**TO BE DONE**
Convert the material below into a JSON list of strings with one string per line, omitting blank lines.

.....

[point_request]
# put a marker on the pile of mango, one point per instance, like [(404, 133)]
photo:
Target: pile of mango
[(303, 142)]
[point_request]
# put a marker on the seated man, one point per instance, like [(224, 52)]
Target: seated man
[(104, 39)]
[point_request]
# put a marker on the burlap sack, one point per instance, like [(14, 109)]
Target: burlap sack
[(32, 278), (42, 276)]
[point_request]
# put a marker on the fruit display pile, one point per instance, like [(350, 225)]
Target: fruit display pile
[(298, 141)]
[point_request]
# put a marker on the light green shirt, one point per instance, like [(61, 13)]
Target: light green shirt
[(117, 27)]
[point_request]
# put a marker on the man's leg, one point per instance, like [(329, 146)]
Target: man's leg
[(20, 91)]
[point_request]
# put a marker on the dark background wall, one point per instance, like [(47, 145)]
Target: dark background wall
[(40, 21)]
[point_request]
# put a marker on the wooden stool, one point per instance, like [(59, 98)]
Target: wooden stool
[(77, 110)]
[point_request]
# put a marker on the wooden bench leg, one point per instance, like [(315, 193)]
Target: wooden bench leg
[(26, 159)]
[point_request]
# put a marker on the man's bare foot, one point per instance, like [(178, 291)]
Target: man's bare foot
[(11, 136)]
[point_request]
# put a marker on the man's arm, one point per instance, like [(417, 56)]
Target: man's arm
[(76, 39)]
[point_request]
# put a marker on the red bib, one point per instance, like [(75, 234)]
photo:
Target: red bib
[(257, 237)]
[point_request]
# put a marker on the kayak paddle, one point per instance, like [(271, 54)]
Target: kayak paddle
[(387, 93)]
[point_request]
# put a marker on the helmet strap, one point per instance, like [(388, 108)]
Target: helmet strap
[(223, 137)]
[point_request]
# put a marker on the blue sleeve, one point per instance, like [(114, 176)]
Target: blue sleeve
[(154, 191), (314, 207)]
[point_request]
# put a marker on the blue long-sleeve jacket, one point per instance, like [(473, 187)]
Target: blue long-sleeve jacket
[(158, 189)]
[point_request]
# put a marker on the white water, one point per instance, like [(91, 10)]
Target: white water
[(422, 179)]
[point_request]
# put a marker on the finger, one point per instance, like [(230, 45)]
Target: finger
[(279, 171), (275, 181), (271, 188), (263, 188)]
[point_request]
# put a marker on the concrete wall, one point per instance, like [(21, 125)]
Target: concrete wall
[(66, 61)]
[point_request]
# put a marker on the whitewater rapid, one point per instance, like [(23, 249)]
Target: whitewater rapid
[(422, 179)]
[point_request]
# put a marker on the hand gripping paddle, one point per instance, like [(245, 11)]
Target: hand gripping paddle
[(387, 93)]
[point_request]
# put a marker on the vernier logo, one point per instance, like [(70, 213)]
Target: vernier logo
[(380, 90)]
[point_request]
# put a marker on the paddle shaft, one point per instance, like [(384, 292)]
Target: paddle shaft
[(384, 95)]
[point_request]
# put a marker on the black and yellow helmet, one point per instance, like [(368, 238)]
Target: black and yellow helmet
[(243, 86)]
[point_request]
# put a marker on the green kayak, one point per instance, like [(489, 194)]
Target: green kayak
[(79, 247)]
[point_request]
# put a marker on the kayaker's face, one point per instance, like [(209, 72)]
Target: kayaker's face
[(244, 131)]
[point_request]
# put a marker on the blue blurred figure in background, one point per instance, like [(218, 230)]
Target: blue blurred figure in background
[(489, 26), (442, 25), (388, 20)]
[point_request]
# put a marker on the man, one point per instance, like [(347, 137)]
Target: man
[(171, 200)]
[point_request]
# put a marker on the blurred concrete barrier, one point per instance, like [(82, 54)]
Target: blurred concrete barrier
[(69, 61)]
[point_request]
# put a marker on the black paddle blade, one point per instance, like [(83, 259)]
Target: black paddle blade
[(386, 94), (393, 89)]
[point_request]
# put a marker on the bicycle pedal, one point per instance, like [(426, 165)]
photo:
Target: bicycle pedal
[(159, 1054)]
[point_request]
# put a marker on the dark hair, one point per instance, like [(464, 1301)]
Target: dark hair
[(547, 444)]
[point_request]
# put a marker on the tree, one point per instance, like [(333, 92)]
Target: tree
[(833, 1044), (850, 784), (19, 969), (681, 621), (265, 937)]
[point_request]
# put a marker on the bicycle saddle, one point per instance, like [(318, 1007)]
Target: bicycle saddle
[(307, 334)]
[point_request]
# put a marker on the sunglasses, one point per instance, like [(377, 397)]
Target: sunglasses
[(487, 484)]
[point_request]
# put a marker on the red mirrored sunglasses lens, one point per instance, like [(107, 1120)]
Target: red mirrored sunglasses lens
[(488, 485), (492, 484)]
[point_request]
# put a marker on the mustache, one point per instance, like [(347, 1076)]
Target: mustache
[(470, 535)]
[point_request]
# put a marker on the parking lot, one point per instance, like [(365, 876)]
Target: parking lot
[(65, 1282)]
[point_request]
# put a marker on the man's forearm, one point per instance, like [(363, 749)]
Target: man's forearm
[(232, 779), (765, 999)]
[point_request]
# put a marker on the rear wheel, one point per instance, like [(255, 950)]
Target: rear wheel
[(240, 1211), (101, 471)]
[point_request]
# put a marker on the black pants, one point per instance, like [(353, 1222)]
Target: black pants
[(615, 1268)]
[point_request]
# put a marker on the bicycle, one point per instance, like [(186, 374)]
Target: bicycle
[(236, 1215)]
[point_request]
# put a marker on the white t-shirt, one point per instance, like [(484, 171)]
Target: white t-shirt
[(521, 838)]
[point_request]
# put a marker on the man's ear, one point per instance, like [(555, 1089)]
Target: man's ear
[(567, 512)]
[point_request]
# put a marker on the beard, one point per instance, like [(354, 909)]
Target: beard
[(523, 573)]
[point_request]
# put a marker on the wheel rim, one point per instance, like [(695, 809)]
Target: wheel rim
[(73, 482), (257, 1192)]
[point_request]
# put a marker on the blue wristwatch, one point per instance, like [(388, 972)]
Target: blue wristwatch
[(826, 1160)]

.....

**RESPONSE TO THIS EXERCISE**
[
  "[point_request]",
  "# put a marker on the pile of mango, one point per instance, like [(404, 133)]",
  "photo:",
  "Target: pile of mango",
  "[(303, 142)]",
  "[point_request]",
  "# put a marker on the seated man, one point per instance, like [(224, 52)]",
  "Target: seated man",
  "[(104, 39)]",
  "[point_request]",
  "# put a marker on the burlap sack, one point per instance, like [(14, 109)]",
  "Target: burlap sack",
  "[(32, 278), (42, 276)]",
  "[point_request]",
  "# put a marker on the fruit display pile, one point per instance, like [(350, 225)]",
  "Target: fruit display pile",
  "[(298, 141)]",
  "[point_request]",
  "# put a marker on the light green shirt, one point per instance, like [(61, 13)]",
  "Target: light green shirt",
  "[(117, 27)]",
  "[point_request]",
  "# put a marker on the man's leg, one point per instance, like [(329, 146)]",
  "Target: man's leg",
  "[(20, 91)]",
  "[point_request]",
  "# put a marker on the dark background wall, one point per instance, like [(47, 145)]",
  "Target: dark background wall",
  "[(40, 21)]",
  "[point_request]",
  "# put a marker on the wooden stool, one point per instance, like [(59, 98)]",
  "Target: wooden stool",
  "[(77, 110)]",
  "[point_request]",
  "# put a marker on the wooden bench leg, one point per instance, like [(315, 193)]",
  "Target: wooden bench leg",
  "[(26, 159)]",
  "[point_request]",
  "# put a marker on the man's bare foot, one point per instance, like [(178, 291)]",
  "Target: man's bare foot",
  "[(11, 136)]",
  "[point_request]",
  "# put a marker on the man's arm, one point per instance, like [(417, 56)]",
  "Target: man's arm",
  "[(76, 39)]",
  "[point_request]",
  "# put a marker on the red bib, one point per instance, like [(75, 234)]",
  "photo:",
  "Target: red bib",
  "[(257, 237)]",
  "[point_request]",
  "# put a marker on the kayak paddle, one point per instance, like [(271, 54)]",
  "Target: kayak paddle",
  "[(387, 93)]",
  "[point_request]",
  "# put a marker on the helmet strap, one point per instance, like [(388, 108)]",
  "Target: helmet strap",
  "[(223, 137)]",
  "[point_request]",
  "# put a marker on the blue sleeve, one point per instance, like [(114, 176)]",
  "Target: blue sleeve",
  "[(154, 191), (314, 207)]",
  "[point_request]",
  "# put a marker on the blue long-sleeve jacket, one point per instance, like [(473, 187)]",
  "Target: blue long-sleeve jacket",
  "[(158, 189)]",
  "[point_request]",
  "# put a marker on the white water, one point per instance, like [(91, 10)]",
  "Target: white water",
  "[(422, 179)]",
  "[point_request]",
  "# put a marker on the finger, one point per instance, like [(230, 45)]",
  "Target: finger",
  "[(279, 171), (275, 181), (271, 188), (263, 188)]",
  "[point_request]",
  "# put a marker on the concrete wall, one point per instance, like [(21, 125)]",
  "Target: concrete wall",
  "[(66, 61)]",
  "[point_request]",
  "# put a marker on the whitewater rapid, one point per instance, like [(23, 249)]",
  "Target: whitewater rapid",
  "[(422, 179)]",
  "[point_request]",
  "# put a marker on the hand gripping paddle, one point per instance, like [(245, 11)]",
  "Target: hand gripping paddle",
  "[(387, 93)]",
  "[point_request]",
  "# put a marker on the vernier logo, one point per instance, like [(70, 213)]",
  "Target: vernier logo",
  "[(380, 90)]",
  "[point_request]",
  "# put a marker on the paddle shaft, one point per instance, like [(384, 292)]",
  "Target: paddle shaft",
  "[(384, 95)]",
  "[point_request]",
  "# put a marker on the black and yellow helmet, one point per instance, like [(368, 238)]",
  "Target: black and yellow helmet",
  "[(243, 86)]",
  "[point_request]",
  "# put a marker on the green kayak, one point per instance, like [(489, 194)]",
  "Target: green kayak",
  "[(79, 247)]",
  "[point_request]",
  "# put a marker on the kayaker's face, one point per instance, like [(209, 72)]",
  "Target: kayaker's face",
  "[(244, 131)]",
  "[point_request]",
  "# put a marker on the blue blurred figure in background, one point per instance, like [(218, 230)]",
  "Target: blue blurred figure in background",
  "[(489, 26), (442, 25), (388, 20)]",
  "[point_request]",
  "# put a marker on the man, one point per instance, like [(347, 137)]",
  "Target: man",
  "[(171, 200)]",
  "[point_request]",
  "# put a marker on the blurred concrete barrier, one point per instance, like [(82, 54)]",
  "Target: blurred concrete barrier",
  "[(69, 61)]",
  "[point_request]",
  "# put a marker on the black paddle blade, one point per instance, like [(83, 259)]",
  "Target: black paddle blade",
  "[(386, 94), (393, 89)]",
  "[point_request]",
  "# put a marker on the bicycle pedal, one point per instance, like [(426, 165)]",
  "photo:",
  "Target: bicycle pedal",
  "[(159, 1054)]",
  "[point_request]",
  "# put a marker on the dark hair, one point per instance, like [(464, 1301)]",
  "Target: dark hair",
  "[(547, 444)]",
  "[point_request]",
  "# put a marker on the tree, one point per instance, like [(333, 92)]",
  "Target: tree",
  "[(833, 1044), (850, 784), (19, 969), (681, 621), (265, 937)]",
  "[point_request]",
  "# put a marker on the bicycle saddle, one point per instance, like [(318, 1007)]",
  "Target: bicycle saddle",
  "[(307, 334)]",
  "[point_request]",
  "# put a marker on the sunglasses, one point per instance, like [(377, 397)]",
  "Target: sunglasses",
  "[(487, 484)]",
  "[point_request]",
  "# put a marker on the red mirrored sunglasses lens, one point per instance, like [(107, 1120)]",
  "Target: red mirrored sunglasses lens",
  "[(488, 485), (492, 484)]",
  "[point_request]",
  "# put a marker on the mustache, one point per instance, like [(347, 1076)]",
  "Target: mustache",
  "[(470, 535)]",
  "[point_request]",
  "# put a marker on the parking lot, one point per instance, like [(365, 876)]",
  "Target: parking lot",
  "[(65, 1282)]",
  "[point_request]",
  "# put a marker on the man's forearm, one point per instance, like [(363, 749)]",
  "Target: man's forearm",
  "[(232, 779), (765, 999)]",
  "[point_request]",
  "# put a marker on the rear wheel, one point per instance, like [(255, 950)]",
  "Target: rear wheel",
  "[(240, 1211), (101, 471)]",
  "[point_request]",
  "# put a marker on the black pants, one point per instance, like [(353, 1222)]",
  "Target: black pants",
  "[(615, 1268)]",
  "[point_request]",
  "# put a marker on the bicycle, one point per instance, like [(186, 374)]",
  "Target: bicycle",
  "[(236, 1215)]",
  "[point_request]",
  "# put a marker on the white t-shirt, one point per instance, like [(484, 171)]",
  "Target: white t-shirt",
  "[(521, 838)]",
  "[point_request]",
  "# put a marker on the man's ear, one point per instance, like [(555, 1089)]",
  "Target: man's ear",
  "[(567, 512)]",
  "[point_request]",
  "# put a marker on the beard, one point per instance, like [(354, 909)]",
  "Target: beard",
  "[(523, 573)]",
  "[point_request]",
  "# put a marker on the wheel rim, one point per instance, like [(695, 809)]",
  "Target: wheel rim",
  "[(73, 482), (257, 1192)]",
  "[point_request]",
  "# put a marker on the blue wristwatch, one point per instance, like [(388, 972)]",
  "Target: blue wristwatch",
  "[(826, 1160)]"
]